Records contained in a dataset
# # #

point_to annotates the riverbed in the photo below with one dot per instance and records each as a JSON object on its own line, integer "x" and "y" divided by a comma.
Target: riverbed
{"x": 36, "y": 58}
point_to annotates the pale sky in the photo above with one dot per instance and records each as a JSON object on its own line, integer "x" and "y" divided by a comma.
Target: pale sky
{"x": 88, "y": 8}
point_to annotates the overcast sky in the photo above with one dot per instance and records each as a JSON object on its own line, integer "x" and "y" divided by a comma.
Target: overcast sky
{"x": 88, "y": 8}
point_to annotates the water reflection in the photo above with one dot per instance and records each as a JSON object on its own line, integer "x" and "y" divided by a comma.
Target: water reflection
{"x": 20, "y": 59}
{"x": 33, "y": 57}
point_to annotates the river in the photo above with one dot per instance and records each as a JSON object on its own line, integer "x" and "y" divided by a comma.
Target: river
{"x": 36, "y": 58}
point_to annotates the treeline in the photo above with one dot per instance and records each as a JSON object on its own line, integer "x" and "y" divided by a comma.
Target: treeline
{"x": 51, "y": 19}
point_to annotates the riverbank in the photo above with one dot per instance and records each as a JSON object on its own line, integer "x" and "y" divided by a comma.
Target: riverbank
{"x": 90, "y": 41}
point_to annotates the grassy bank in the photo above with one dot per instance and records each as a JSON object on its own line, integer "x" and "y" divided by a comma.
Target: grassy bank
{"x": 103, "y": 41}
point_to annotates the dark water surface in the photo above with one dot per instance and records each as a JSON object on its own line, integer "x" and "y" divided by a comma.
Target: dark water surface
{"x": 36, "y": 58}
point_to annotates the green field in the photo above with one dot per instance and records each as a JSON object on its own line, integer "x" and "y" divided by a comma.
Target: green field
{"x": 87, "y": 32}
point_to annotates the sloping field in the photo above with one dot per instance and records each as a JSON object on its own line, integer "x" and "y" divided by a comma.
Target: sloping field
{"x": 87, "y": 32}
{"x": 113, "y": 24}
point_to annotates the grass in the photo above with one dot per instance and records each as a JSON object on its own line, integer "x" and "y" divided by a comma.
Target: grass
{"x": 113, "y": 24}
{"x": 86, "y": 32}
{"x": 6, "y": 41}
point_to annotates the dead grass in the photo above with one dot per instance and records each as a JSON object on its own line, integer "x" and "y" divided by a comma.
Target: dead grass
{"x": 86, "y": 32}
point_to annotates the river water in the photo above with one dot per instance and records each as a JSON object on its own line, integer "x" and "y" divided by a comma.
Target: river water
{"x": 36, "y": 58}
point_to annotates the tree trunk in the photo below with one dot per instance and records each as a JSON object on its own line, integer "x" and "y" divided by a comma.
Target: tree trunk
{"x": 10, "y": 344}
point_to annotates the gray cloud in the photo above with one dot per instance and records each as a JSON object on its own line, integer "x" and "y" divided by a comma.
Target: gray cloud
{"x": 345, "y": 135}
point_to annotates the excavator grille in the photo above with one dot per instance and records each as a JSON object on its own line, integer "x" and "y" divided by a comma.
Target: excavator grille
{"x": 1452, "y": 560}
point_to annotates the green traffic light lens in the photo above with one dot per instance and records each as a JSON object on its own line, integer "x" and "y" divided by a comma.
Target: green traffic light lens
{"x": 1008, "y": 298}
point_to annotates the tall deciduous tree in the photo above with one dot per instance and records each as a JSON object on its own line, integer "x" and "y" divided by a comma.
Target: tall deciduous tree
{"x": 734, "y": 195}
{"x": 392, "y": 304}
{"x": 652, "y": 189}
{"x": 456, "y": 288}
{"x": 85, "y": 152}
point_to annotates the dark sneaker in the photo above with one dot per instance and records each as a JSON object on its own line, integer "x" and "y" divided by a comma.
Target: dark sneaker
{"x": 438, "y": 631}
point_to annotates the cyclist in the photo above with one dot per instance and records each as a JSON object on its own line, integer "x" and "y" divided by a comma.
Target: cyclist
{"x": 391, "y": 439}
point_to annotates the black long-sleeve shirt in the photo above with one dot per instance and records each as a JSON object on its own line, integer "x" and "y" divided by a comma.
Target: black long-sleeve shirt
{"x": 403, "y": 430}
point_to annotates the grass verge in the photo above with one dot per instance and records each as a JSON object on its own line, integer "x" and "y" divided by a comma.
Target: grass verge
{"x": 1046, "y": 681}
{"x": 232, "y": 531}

# # #

### Set problem
Locate the line that contains "point_to annotates the cyclist", then please quote it and every line after it to the end of the entries above, exactly and with nothing else.

### Full response
point_to annotates the cyclist in the photo above with one dot per instance and records each as a JSON object on its own line, integer "x" and "y" divided by a comma.
Target: cyclist
{"x": 391, "y": 439}
point_to annotates the black long-sleeve shirt in the photo above with one dot per instance and records each as a JSON object on its own line, integer "x" and "y" divided by a comma.
Target: black long-sleeve shirt
{"x": 403, "y": 430}
point_to annotates the grass verge in the photo above with one dot per instance and records each as a JSON object on its own line, integer "x" and "y" divided by a comma.
Target: grass verge
{"x": 1046, "y": 681}
{"x": 232, "y": 531}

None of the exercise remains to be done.